Yosemite National Park
(These pictures will only show themselves if you are truly ready)
Our second weekend living in California, we decided to be even more awesome than we were the first weekend (if that's even possible). The seven of us spending our assignments in various parts of the state planned to converge in Yosemite to hike the illustrious Half-Dome. It was nearing the end of the season, and I think it was the last weekend that the chains were still up to scale the nearly vertical "dome" portion of the mountain all the way to the top. But first things first. We needed to partake in the greatest gift the west coast has to offer: In-N-Out Burger. As an east coaster, I really didn't want it to be as good as all my west coast friends had been blathering on about. However, it was delicious. Almost so delicious that I wasn't able to finish two double burgers, a shake, and an order of animal-style fries because I was just so stoked from all the amazing flavors my taste buds were experiencing. Almost. I'm fully on board with In-N-Out.

TASKS AND EXERCISES ::
a) Rewrite the paragraph of the Yosemite post that begins "Our second weekend living in California" in a shorter form that keeps its main facts.
b) List each food or drink item the writer ate or drank at In-N-Out according to the Yosemite post.
The material after this has no connection to the Yosemite post.

DATA LINES ::
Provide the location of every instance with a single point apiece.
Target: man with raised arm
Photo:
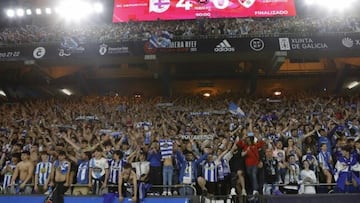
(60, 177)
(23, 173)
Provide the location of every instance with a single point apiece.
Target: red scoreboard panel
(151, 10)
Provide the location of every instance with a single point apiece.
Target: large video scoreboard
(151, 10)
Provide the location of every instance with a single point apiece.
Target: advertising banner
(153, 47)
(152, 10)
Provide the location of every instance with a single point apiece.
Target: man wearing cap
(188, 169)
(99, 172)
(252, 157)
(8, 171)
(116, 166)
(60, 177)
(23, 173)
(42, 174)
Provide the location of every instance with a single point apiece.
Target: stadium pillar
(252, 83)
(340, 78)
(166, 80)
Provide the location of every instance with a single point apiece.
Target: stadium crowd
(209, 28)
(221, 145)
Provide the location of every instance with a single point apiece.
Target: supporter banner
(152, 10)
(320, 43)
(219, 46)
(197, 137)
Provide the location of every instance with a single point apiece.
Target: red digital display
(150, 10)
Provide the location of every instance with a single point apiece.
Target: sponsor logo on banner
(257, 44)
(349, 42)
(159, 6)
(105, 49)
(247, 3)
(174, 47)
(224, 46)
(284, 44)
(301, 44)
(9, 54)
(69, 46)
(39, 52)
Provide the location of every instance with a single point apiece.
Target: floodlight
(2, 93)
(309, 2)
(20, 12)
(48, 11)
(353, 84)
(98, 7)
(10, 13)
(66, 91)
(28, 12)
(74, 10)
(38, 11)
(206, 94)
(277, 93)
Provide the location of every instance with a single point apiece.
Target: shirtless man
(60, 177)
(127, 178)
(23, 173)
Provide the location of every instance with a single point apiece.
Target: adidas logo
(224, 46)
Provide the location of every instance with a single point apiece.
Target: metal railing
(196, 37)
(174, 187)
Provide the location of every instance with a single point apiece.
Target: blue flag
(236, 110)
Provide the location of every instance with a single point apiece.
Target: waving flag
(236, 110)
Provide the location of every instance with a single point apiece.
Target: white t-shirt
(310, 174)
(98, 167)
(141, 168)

---

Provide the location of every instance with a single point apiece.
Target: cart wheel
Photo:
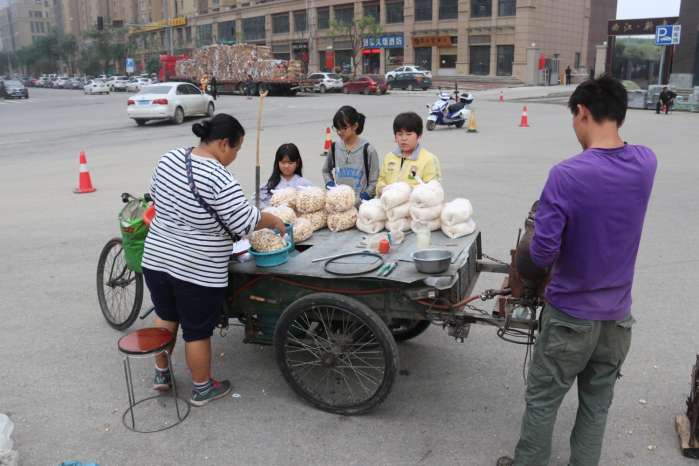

RESPONSES FOR EACH TASK ::
a) On their second weekend in California, seven people on assignments around the state planned to meet in Yosemite and hike Half-Dome. It was near the end of the season, likely the last weekend the chains were still up for climbing the nearly vertical dome to the top. First, though, they stopped at In-N-Out Burger. The writer, an east coaster, had hoped it wouldn't live up to the praise from west coast friends but found it delicious, nearly failed to finish two double burgers, a shake, and animal-style fries, and is now fully on board with In-N-Out.

b)
- Two double burgers
- A shake
- An order of animal-style fries